What you are asked to do:
In the listing below, transcribe the line that contains "the tree branch?" and all lines following it, ending with the last line. Add nothing.

┄┄┄┄┄┄┄┄┄┄┄┄┄┄┄┄┄┄┄┄

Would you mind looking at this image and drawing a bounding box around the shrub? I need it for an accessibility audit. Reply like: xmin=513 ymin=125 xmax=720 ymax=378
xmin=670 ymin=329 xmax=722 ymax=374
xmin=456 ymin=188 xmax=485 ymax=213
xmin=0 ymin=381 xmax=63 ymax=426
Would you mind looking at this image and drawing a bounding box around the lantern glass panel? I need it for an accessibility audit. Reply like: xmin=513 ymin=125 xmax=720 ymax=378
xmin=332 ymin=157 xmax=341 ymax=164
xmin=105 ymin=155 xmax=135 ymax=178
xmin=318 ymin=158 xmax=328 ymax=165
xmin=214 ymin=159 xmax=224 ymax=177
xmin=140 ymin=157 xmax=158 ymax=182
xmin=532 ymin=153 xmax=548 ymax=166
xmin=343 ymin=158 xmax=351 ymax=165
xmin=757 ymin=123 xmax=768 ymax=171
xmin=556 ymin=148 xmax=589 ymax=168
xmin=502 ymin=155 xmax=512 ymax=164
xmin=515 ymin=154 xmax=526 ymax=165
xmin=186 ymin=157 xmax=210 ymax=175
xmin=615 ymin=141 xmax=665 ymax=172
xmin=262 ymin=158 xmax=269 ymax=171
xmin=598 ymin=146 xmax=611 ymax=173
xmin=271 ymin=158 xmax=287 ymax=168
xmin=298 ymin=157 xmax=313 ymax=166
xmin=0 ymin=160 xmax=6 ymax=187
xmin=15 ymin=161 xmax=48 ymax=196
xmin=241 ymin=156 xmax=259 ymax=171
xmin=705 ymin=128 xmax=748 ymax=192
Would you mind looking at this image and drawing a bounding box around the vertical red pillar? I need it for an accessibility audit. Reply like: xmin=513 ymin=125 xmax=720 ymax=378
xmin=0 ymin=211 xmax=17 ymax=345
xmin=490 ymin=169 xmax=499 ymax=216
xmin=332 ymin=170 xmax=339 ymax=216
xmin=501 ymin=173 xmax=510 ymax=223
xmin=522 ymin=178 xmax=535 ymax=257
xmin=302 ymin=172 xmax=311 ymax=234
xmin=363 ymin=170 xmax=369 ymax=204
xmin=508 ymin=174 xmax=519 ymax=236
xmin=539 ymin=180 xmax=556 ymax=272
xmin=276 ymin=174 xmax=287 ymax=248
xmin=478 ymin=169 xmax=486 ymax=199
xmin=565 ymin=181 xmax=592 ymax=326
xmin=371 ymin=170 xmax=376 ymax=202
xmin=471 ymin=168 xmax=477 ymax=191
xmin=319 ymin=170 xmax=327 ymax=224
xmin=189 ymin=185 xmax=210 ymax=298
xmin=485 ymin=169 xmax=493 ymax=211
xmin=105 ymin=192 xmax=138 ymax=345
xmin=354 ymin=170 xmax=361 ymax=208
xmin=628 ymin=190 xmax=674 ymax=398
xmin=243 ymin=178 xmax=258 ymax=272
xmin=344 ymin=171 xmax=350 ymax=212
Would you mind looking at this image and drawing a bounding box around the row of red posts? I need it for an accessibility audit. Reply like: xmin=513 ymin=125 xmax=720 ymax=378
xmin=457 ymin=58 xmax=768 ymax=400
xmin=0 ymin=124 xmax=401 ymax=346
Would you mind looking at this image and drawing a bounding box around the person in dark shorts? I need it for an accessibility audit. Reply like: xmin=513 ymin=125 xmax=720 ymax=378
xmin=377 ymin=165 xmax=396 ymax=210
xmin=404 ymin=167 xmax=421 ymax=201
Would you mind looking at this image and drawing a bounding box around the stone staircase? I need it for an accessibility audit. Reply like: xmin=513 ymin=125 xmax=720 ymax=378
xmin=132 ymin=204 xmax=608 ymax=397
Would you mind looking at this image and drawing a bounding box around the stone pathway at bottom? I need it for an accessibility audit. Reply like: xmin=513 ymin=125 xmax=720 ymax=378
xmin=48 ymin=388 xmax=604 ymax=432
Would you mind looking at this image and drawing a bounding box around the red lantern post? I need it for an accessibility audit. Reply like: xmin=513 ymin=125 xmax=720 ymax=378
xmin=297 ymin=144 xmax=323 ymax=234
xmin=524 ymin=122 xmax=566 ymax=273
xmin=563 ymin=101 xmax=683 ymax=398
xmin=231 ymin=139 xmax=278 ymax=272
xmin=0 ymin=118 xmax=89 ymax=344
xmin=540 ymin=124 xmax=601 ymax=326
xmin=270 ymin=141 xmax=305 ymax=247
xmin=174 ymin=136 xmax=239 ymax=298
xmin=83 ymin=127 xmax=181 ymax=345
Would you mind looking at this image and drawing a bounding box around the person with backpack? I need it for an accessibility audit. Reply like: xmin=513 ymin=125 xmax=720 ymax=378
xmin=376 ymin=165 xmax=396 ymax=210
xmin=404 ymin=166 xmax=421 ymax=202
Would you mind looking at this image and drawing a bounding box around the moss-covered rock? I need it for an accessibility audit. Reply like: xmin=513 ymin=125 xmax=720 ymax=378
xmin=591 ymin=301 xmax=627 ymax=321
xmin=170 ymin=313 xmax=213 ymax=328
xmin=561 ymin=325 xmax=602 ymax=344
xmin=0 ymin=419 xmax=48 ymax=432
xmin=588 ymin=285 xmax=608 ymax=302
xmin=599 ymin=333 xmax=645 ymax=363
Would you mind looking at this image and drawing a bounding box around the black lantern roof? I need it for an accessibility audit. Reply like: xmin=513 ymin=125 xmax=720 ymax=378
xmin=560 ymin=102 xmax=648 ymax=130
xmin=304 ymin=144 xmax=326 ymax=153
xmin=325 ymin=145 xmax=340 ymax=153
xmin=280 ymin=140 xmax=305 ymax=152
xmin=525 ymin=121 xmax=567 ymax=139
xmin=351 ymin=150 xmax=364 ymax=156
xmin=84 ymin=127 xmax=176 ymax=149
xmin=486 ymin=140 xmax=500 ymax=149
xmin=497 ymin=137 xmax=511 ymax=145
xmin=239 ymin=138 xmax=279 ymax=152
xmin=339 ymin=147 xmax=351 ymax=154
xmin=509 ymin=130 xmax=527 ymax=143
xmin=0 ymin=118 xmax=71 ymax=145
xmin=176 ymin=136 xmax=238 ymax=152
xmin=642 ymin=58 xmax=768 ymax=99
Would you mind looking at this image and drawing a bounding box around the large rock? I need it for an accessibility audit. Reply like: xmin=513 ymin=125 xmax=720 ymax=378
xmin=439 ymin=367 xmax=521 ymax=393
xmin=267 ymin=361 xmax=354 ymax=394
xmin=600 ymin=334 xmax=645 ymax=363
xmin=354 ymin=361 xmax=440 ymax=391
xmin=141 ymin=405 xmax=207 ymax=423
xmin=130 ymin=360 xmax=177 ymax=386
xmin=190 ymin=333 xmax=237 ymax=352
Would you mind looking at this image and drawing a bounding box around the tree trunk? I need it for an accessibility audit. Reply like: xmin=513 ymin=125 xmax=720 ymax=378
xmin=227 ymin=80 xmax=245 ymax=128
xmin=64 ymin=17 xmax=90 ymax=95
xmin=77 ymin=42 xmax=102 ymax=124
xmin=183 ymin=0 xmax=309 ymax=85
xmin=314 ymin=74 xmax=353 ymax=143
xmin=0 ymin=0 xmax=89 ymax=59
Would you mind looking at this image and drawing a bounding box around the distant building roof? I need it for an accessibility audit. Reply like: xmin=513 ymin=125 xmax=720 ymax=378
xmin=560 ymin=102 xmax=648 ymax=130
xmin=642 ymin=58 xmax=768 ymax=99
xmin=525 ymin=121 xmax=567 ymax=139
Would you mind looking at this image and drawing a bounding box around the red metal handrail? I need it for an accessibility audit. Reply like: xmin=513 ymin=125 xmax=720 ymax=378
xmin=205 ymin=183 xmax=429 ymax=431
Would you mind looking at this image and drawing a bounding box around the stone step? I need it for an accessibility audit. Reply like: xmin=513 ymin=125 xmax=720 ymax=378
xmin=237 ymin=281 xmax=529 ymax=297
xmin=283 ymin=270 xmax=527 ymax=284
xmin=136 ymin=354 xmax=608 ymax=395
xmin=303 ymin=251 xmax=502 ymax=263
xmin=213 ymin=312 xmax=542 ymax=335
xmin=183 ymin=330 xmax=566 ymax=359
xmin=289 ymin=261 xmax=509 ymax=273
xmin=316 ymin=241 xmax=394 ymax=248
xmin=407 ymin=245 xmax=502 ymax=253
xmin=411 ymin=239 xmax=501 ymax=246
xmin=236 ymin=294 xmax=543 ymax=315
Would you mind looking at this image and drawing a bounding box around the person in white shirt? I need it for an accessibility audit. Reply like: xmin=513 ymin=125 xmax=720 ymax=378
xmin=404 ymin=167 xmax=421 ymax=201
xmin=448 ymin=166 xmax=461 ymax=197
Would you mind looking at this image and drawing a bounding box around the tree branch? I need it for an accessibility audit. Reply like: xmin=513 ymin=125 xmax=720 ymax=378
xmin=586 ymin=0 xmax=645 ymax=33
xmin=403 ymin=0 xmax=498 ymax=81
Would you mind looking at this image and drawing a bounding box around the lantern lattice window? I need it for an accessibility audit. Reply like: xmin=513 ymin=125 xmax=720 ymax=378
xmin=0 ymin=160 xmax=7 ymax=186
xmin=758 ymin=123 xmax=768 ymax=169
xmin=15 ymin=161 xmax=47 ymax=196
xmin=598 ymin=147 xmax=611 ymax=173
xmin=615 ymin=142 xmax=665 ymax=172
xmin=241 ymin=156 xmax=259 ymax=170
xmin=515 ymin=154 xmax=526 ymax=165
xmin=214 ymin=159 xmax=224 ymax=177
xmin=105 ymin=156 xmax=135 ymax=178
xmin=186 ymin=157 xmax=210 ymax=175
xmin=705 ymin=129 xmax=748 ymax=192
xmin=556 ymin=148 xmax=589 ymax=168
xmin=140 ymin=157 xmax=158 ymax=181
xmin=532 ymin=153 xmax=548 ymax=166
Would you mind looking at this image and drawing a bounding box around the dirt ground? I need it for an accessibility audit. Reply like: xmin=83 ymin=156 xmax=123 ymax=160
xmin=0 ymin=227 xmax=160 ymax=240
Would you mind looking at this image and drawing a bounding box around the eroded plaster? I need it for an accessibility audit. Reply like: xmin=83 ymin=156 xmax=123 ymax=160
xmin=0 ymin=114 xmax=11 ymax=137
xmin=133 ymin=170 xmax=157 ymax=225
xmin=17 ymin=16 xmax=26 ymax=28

┄┄┄┄┄┄┄┄┄┄┄┄┄┄┄┄┄┄┄┄

Answer:
Would you mind looking at this image and drawing a bounding box around the tree branch? I need it for an accessibility audit. Reply like: xmin=513 ymin=125 xmax=720 ymax=378
xmin=586 ymin=0 xmax=645 ymax=33
xmin=403 ymin=0 xmax=498 ymax=81
Would you mind looking at this image and drawing a bounding box around the lantern lattice window? I need it for an accessibility audit. Reply like: xmin=513 ymin=125 xmax=720 ymax=378
xmin=0 ymin=160 xmax=7 ymax=186
xmin=758 ymin=123 xmax=768 ymax=169
xmin=15 ymin=161 xmax=47 ymax=196
xmin=598 ymin=147 xmax=611 ymax=173
xmin=615 ymin=142 xmax=665 ymax=172
xmin=241 ymin=156 xmax=259 ymax=170
xmin=515 ymin=154 xmax=526 ymax=165
xmin=214 ymin=159 xmax=224 ymax=177
xmin=105 ymin=156 xmax=135 ymax=178
xmin=186 ymin=157 xmax=210 ymax=175
xmin=705 ymin=129 xmax=748 ymax=192
xmin=556 ymin=148 xmax=589 ymax=168
xmin=140 ymin=157 xmax=158 ymax=181
xmin=532 ymin=153 xmax=548 ymax=166
Would you mind looking at this image and drawing a bounding box around the dirt ground? I need it for an accessibility audit. Reply like: xmin=83 ymin=156 xmax=123 ymax=160
xmin=0 ymin=227 xmax=160 ymax=240
Would you mind looking at this image and drawing a bounding box around the eroded plaster? I need it for an accessibility audit. Reply like: xmin=83 ymin=156 xmax=123 ymax=160
xmin=0 ymin=114 xmax=11 ymax=137
xmin=133 ymin=170 xmax=157 ymax=225
xmin=17 ymin=16 xmax=26 ymax=28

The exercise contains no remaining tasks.